On Mon, 20 Apr 2026 12:47:58 +1000
David Gibson <david@gibson.dropbear.id.au> wrote:

> On Wed, Apr 15, 2026 at 09:38:28PM +0200, Stefano Brivio wrote:
> > Nit: v1 in the subject tag is not necessary (not harmful either): if
> > there are no version tags, it's implicit we're talking about version 1.
> > 
> > On Fri, 10 Apr 2026 13:25:39 +0530
> > Anshu Kumari <anskuma@redhat.com> wrote:
> >   
> > > tcp_send_flag() can return error codes from tcp_prepare_flags()
> > > failing TCP_INFO, or from failure to collect buffers on the
> > > vhost-user path. These errors indicate the connection requires
> > > resetting.

++++++++++++++++++++

### Problems to work on
[a] According to the email thread, what do the error codes returned by tcp_send_flag() indicate?
[b] List the names of all people shown as writers in the email thread.
[c] Carry on the email thread from its last line.

### Source excerpt
++++++++++++++++++++

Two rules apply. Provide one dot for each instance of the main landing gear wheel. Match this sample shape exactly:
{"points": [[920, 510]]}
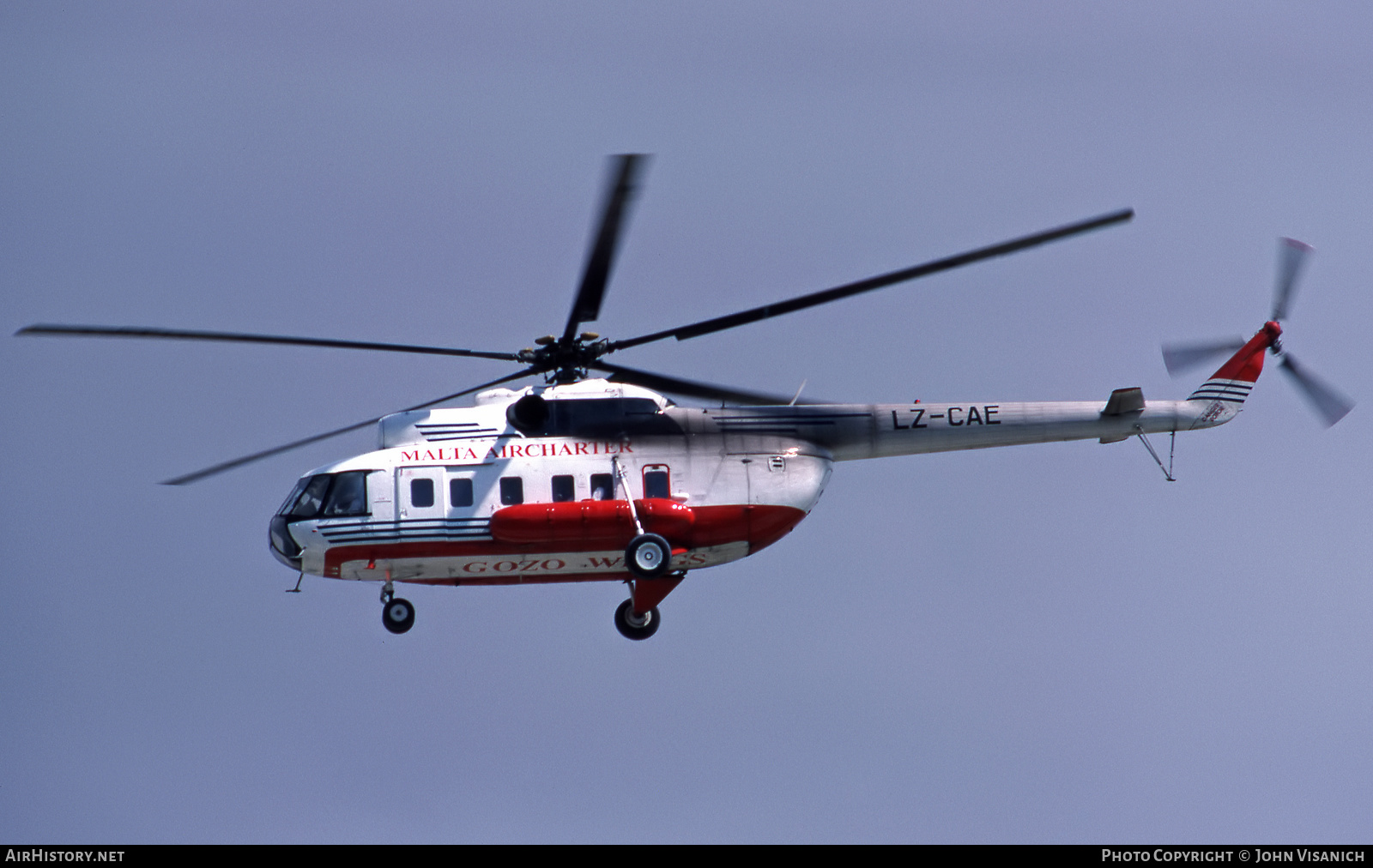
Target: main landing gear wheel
{"points": [[398, 614], [649, 555], [635, 626]]}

++++++++++++++++++++

### In response
[a] They indicate that the connection requires resetting.

[b] David Gibson, Stefano Brivio, Anshu Kumari

[c]
> > > 
> > > Most callers of tcp_send_flag() were ignoring the error code and
> > > carrying on as if nothing was wrong. Check the return value at
> > > each call site and handle the error appropriately:
> > >   - in tcp_data_from_tap(), return -1 so the caller resets
> > >   - in tcp_tap_handler(), goto reset
> > >   - in tcp_timer_handler()/tcp_sock_handler()/tcp_conn_from_sock_finish(),
> > >     call tcp_rst() and return
> > >   - in tcp_tap_conn_from_sock(), set CLOSING flag (flow not yet active)
> > >   - in tcp_keepalive(), call tcp_rst() and continue the loop
> > >   - in tcp_flow_migrate_target_ext(), goto fail
> > > 
> > > The call in tcp_rst_do() is left unchecked: we are already
> > > resetting, and tcp_sock_rst() still needs to run regardless.
> > > 
> > > Bug: https://bugs.passt.top/show_bug.cgi?id=194  
> > 
> > Nit: we always use Link: tags (CONTRIBUTING.md uses the plural which
> > might be a bit confusing, I guess we should fix that), rationale:
> > 
> >   https://archives.passt.top/passt-dev/20230704132104.48106368@elisabeth/
> >   https://archives.passt.top/passt-dev/20251105163137.424a6537@elisabeth/
> > 
> > But I fix up these tags on merge anyway, no need to re-send (in
> > general).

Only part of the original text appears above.